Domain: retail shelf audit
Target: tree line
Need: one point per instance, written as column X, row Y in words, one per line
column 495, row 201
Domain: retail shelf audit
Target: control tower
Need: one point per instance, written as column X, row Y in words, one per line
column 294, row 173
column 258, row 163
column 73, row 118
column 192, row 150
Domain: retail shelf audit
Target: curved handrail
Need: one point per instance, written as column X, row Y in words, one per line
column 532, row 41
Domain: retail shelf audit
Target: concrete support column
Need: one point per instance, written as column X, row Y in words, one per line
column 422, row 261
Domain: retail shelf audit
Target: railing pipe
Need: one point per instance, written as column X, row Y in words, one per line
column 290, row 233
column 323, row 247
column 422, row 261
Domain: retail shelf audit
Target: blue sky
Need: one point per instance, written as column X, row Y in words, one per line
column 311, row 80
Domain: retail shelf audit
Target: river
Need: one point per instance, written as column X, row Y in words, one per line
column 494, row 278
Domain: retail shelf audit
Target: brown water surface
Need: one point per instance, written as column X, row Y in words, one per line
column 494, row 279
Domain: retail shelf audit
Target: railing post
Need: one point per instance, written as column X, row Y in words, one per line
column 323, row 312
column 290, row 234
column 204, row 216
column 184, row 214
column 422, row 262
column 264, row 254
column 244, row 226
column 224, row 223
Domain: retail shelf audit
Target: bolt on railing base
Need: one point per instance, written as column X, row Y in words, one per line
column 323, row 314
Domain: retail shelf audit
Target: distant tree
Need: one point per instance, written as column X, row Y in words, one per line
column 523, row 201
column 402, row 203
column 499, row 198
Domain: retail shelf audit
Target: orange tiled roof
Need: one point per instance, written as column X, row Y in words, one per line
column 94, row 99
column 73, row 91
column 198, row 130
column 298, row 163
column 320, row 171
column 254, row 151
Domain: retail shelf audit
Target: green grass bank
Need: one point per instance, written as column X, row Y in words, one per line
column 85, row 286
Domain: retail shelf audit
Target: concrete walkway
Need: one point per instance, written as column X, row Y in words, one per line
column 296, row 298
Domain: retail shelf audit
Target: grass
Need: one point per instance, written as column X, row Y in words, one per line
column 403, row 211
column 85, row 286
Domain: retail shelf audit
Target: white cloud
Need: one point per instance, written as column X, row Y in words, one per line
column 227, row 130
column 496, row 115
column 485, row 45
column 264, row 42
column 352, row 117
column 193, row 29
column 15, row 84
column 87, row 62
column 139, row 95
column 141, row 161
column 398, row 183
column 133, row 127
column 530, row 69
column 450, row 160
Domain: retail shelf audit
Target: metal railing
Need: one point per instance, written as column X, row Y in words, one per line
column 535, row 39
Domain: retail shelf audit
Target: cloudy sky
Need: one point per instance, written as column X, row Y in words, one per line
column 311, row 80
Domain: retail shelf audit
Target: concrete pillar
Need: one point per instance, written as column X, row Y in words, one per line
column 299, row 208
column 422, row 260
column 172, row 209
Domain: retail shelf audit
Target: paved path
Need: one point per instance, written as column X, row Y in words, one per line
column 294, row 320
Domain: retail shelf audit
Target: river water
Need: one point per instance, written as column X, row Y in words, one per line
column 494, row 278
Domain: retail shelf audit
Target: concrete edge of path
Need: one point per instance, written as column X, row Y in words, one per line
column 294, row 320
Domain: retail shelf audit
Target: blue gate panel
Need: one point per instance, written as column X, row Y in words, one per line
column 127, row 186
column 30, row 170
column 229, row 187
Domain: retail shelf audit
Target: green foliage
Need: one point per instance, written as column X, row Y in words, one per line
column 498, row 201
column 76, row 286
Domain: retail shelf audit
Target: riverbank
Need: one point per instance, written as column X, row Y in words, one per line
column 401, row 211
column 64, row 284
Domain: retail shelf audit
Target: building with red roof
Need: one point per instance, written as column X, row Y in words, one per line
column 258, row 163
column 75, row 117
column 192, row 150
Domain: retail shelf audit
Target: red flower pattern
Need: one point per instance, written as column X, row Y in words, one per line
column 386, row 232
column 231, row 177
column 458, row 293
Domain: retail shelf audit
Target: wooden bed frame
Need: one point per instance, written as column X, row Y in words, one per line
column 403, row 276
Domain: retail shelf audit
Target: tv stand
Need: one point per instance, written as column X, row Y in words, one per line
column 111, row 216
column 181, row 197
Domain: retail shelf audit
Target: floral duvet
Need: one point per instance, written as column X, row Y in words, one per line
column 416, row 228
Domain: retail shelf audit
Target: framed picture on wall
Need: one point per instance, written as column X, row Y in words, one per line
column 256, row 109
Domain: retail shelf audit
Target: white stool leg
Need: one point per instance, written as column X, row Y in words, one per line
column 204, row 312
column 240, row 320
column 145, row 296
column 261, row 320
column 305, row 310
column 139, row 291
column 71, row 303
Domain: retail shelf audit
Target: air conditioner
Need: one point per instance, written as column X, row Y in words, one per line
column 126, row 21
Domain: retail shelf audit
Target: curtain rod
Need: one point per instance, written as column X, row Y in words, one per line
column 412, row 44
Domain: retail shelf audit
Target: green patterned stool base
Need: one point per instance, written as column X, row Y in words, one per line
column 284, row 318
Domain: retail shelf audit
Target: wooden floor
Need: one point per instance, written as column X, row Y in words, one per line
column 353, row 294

##########

What is required. Copy out every item above word for word, each line unchanged and in its original order.

Final answer.
Domain: retail shelf audit
Target: tree line
Need: one point per instance, written as column X, row Y in words, one per line
column 495, row 201
Domain: retail shelf audit
Target: control tower
Need: one point per instance, written as column X, row Y in words, one per line
column 294, row 173
column 258, row 163
column 73, row 118
column 192, row 150
Domain: retail shelf audit
Target: curved handrail
Need: one point per instance, written as column X, row Y in words, one per line
column 532, row 41
Domain: retail shelf audit
Target: concrete support column
Need: one point per instance, written as column X, row Y in words, one per line
column 422, row 261
Domain: retail shelf audit
Target: railing pipe
Need: one point per instance, written as column X, row Y in words, one per line
column 290, row 233
column 323, row 247
column 422, row 261
Domain: retail shelf audit
Target: blue sky
Need: one point per instance, written as column X, row Y in words, one per line
column 311, row 80
Domain: retail shelf audit
Target: river
Need: one point per instance, written as column X, row Y in words, one per line
column 494, row 278
Domain: retail shelf audit
Target: brown water surface
Need: one point per instance, written as column X, row Y in words, one per line
column 494, row 279
Domain: retail shelf audit
Target: railing post
Need: one point per instance, written as column X, row Y in words, one per line
column 323, row 312
column 290, row 234
column 204, row 216
column 184, row 214
column 422, row 262
column 264, row 254
column 244, row 226
column 224, row 223
Domain: retail shelf audit
Target: bolt on railing base
Need: one point per instance, written as column X, row Y in words, one per line
column 323, row 314
Domain: retail shelf audit
Target: distant tree
Need: one point per instance, written as column X, row Y in words, one per line
column 523, row 201
column 402, row 203
column 499, row 198
Domain: retail shelf audit
Target: orange tiled roof
Need: one point per instance, written as column X, row Y in words, one per line
column 94, row 99
column 73, row 91
column 198, row 130
column 298, row 163
column 320, row 171
column 254, row 151
Domain: retail shelf audit
Target: green grass bank
Need: one point per instance, written as column X, row Y in words, one per line
column 85, row 286
Domain: retail shelf audit
Target: concrete walkway
Need: one point per instance, written as column X, row Y in words, one per line
column 296, row 298
Domain: retail shelf audit
Target: grass
Need: one point per instance, written as column X, row Y in words, one per line
column 403, row 211
column 85, row 286
Domain: retail shelf audit
Target: white cloud
Need: one point per instance, written as column X, row Y in words, one per line
column 227, row 130
column 496, row 115
column 485, row 45
column 264, row 42
column 352, row 117
column 193, row 29
column 15, row 84
column 87, row 62
column 139, row 95
column 141, row 161
column 398, row 183
column 133, row 127
column 530, row 69
column 450, row 160
Domain: retail shelf audit
Target: metal railing
Need: one point per instance, written as column X, row Y in words, one per line
column 535, row 39
Domain: retail shelf audit
Target: cloudy sky
Need: one point per instance, written as column X, row Y in words, one per line
column 311, row 80
Domain: retail shelf audit
Target: concrete pillar
Need: one point per instance, written as column X, row Y in words, one per line
column 299, row 208
column 422, row 260
column 172, row 209
Domain: retail shelf audit
Target: paved path
Need: one point per instance, written as column X, row Y in words, one per line
column 294, row 320
Domain: retail shelf audit
Target: river water
Need: one point per instance, written as column X, row Y in words, one per line
column 494, row 278
Domain: retail shelf audit
Target: concrete edge of path
Need: one point per instance, written as column X, row Y in words, one per line
column 294, row 320
Domain: retail shelf audit
Target: blue gate panel
Need: one point per instance, written as column X, row Y in words, one per line
column 127, row 186
column 30, row 170
column 229, row 187
Domain: retail shelf audit
Target: green foliage
Need: one point per instance, written as column X, row Y in words, one per line
column 498, row 201
column 76, row 286
Domain: retail shelf audit
Target: riverbank
Need: one point per instance, written as column X, row Y in words, one per line
column 401, row 211
column 64, row 284
Domain: retail shelf audit
Target: building with red roof
Need: one point per instance, written as column X, row Y in words, one per line
column 258, row 163
column 75, row 117
column 192, row 150
Domain: retail shelf audit
Target: red flower pattern
Need: one point per instance, written as column X, row Y in words, one per line
column 386, row 232
column 231, row 177
column 458, row 293
Domain: retail shelf audit
Target: wooden bed frame
Need: one point per instance, written as column X, row Y in words, one per line
column 403, row 276
Domain: retail shelf audit
Target: tv stand
Need: one point per instance, written as column X, row Y in words, one per line
column 111, row 216
column 181, row 197
Domain: retail shelf audit
Target: floral duvet
Need: one point per instance, written as column X, row Y in words, one per line
column 416, row 228
Domain: retail shelf audit
Target: framed picture on wall
Need: one point per instance, written as column X, row Y in words, one per line
column 256, row 109
Domain: retail shelf audit
Target: white stool leg
Need: one point per instance, written as column X, row Y in words, one per line
column 204, row 312
column 240, row 320
column 145, row 296
column 261, row 320
column 305, row 310
column 139, row 291
column 71, row 303
Domain: retail shelf audit
Target: air conditioner
Need: one point per instance, written as column X, row Y in words, one per line
column 126, row 21
Domain: retail shelf audit
Target: curtain rod
Need: one point per instance, written as column X, row Y in words, one per line
column 412, row 44
Domain: retail shelf audit
Target: green patterned stool base
Need: one point per instance, written as column X, row Y in words, one per line
column 284, row 318
Domain: retail shelf audit
Target: wooden floor
Need: one point per instance, written as column X, row Y in words, one per line
column 353, row 294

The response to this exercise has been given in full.